● Data rows:
Start
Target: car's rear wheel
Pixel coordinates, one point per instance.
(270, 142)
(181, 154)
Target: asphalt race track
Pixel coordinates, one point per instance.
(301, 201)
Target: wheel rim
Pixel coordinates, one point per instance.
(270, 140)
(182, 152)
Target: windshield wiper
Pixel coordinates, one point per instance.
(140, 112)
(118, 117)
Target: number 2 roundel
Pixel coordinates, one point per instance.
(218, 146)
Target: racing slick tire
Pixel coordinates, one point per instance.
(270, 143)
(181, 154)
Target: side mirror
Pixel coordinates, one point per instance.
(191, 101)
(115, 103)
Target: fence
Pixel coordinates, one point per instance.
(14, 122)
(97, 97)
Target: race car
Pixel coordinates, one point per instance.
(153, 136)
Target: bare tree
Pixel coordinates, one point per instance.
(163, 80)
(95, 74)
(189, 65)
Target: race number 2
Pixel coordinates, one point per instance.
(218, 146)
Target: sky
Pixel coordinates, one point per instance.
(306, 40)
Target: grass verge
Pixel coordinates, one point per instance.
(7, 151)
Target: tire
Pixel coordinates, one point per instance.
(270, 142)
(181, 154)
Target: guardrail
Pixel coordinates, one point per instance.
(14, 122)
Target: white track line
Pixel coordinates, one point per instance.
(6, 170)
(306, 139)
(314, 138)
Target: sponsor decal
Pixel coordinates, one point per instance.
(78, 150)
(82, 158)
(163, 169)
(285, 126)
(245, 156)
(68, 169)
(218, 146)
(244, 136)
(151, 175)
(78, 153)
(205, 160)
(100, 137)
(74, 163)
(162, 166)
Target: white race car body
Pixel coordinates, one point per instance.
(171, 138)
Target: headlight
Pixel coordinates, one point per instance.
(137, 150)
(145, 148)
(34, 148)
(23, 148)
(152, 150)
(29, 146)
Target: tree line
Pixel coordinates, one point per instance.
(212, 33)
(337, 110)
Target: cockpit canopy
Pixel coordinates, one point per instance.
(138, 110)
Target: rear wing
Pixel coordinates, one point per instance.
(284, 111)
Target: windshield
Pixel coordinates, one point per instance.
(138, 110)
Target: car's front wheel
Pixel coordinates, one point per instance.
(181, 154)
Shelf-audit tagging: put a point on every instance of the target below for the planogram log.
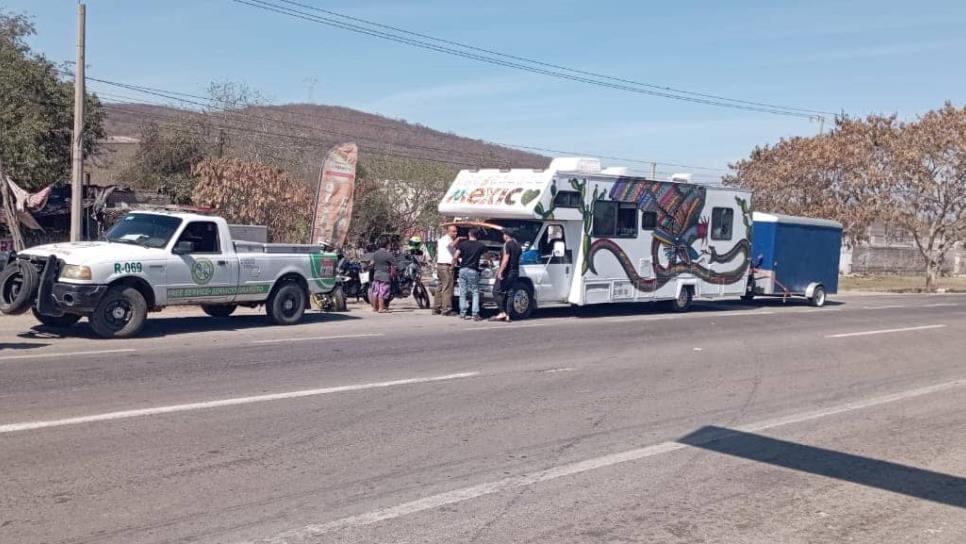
End
● Exercise objective: Write out every line of the data above as a numbered list, skipping any blank lines and leaving out the pictures.

● Task solution:
1. Target: car's rear wheel
2. Pixel coordinates, one point per instance.
3. (270, 142)
4. (181, 154)
5. Target: asphalt race track
6. Pixel coordinates, one point per instance.
7. (301, 201)
8. Target: wheel rim
9. Pixel coordinates, one point per instance.
10. (270, 140)
11. (182, 152)
12. Target: windshield wiper
13. Pixel coordinates, one point per instance.
14. (140, 112)
15. (118, 117)
16. Target: number 2 roundel
17. Pixel coordinates, one point per instance.
18. (218, 146)
19. Target: racing slick tire
20. Pixel coordinates, one point per instance.
21. (270, 143)
22. (181, 154)
23. Target: side mirror
24. Pixel coordinates, one point per instance.
25. (191, 101)
26. (115, 103)
27. Target: fence
28. Pixel coordinates, one point per instance.
29. (14, 122)
30. (97, 97)
31. Target: race car
32. Pixel coordinates, one point per instance.
33. (153, 136)
34. Target: bare tree
35. Pixel coordinates, one point per instance.
36. (163, 80)
37. (95, 74)
38. (189, 65)
39. Target: race number 2
40. Pixel coordinates, one point per instance.
41. (218, 146)
42. Target: sky
43. Pixel coordinates, one point per instance.
44. (306, 40)
45. Target: grass verge
46. Pixel coordinates, one point per instance.
47. (7, 151)
48. Target: tire
49. Pixel coordinates, one point per instance.
50. (270, 142)
51. (181, 154)
52. Target: guardrail
53. Pixel coordinates, one point per instance.
54. (14, 122)
55. Target: white track line
56. Pixel coordinates, one point per instance.
57. (6, 170)
58. (306, 139)
59. (314, 138)
60. Target: sponsor decal
61. Pixel coordinates, one point per instance.
62. (78, 150)
63. (82, 158)
64. (163, 169)
65. (285, 126)
66. (245, 156)
67. (68, 169)
68. (218, 146)
69. (244, 136)
70. (151, 175)
71. (78, 153)
72. (205, 160)
73. (100, 137)
74. (74, 163)
75. (162, 166)
76. Target: white race car body
77. Pixel coordinates, one point per instance.
78. (171, 138)
79. Target: headlight
80. Pixel coordinates, one point per instance.
81. (137, 150)
82. (145, 148)
83. (34, 148)
84. (23, 148)
85. (152, 150)
86. (29, 146)
87. Target: tree line
88. Pixel coordinates, one point per instance.
89. (212, 33)
90. (337, 110)
91. Target: cockpit canopy
92. Pixel coordinates, one point per instance.
93. (138, 110)
94. Target: rear wing
95. Pixel coordinates, one point per instance.
96. (284, 111)
97. Target: windshield
98. Pixel coordinates, one point per instance.
99. (138, 110)
100. Target: car's front wheel
101. Pixel coordinates, one point per instance.
102. (181, 154)
103. Shelf-audit tagging: put a point on every instance of the target below for the planogram log.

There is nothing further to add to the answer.